Extracted text ▸
The words “woman” and “women” are discarded, and substitutes are created. “Pregnant people” is used instead of pregnant women because “men” can now get pregnant too. “People with a cervix” are advised to have cancer screens because “men” may now suffer with cervical cancer. Terms like “people who menstruate,” and “vulva owners,” are found on reputable websites and in leading institutions. One safe sex guide refers to women as “front hole people.”

These language changes diminish respect for women. To test this, an attorney need only ask: Is my mother (wife, daughter) a woman, with all that that word entails, or is she simply a “menstruator.” It is hard to believe that the Massachusetts Trial Court has endorsed an ideology that results in this type of degradation. Of all our institutions, the trial court sees firsthand on a daily basis what happens when a woman is viewed as just a body part or a body function. 

3. Children

Typical societies want their sons to grow into men and their daughters to grow into women, connected to the very “maleness” and “femaleness” of their bodies. Yet the ideology now being taught by the Massachusetts trial court, when applied to children, encourages them to disconnect from their maleness and femaleness.  This runs contrary to a bedrock principle that courts protect children.

Source material ▸
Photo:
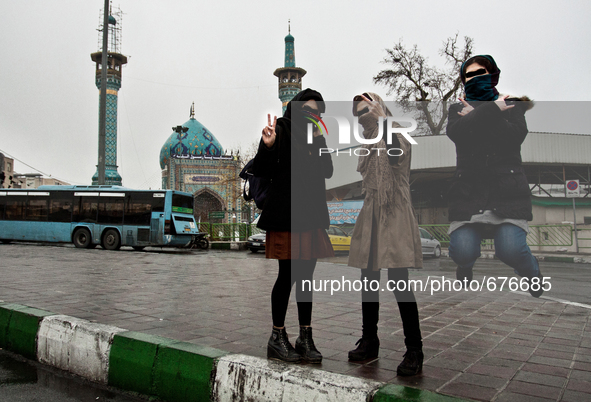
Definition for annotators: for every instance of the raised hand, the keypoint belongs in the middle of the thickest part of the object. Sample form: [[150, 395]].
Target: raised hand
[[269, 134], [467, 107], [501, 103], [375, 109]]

--

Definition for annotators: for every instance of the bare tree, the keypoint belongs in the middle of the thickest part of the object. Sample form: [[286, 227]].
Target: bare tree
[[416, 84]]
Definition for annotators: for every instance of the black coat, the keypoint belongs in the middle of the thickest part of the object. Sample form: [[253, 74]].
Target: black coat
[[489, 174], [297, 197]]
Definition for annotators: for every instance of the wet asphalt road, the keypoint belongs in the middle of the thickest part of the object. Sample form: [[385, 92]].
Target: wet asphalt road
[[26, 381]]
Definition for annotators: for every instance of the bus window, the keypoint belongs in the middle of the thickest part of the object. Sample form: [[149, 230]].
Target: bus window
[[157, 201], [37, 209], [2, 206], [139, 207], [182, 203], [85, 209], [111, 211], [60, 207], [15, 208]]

Problem requirements ▸ From the text on gender language, copy the portion from "3. Children" up to and including "courts protect children.", substituting "fundamental" for "bedrock".

Output ▸
3. Children

Typical societies want their sons to grow into men and their daughters to grow into women, connected to the very “maleness” and “femaleness” of their bodies. Yet the ideology now being taught by the Massachusetts trial court, when applied to children, encourages them to disconnect from their maleness and femaleness.  This runs contrary to a fundamental principle that courts protect children.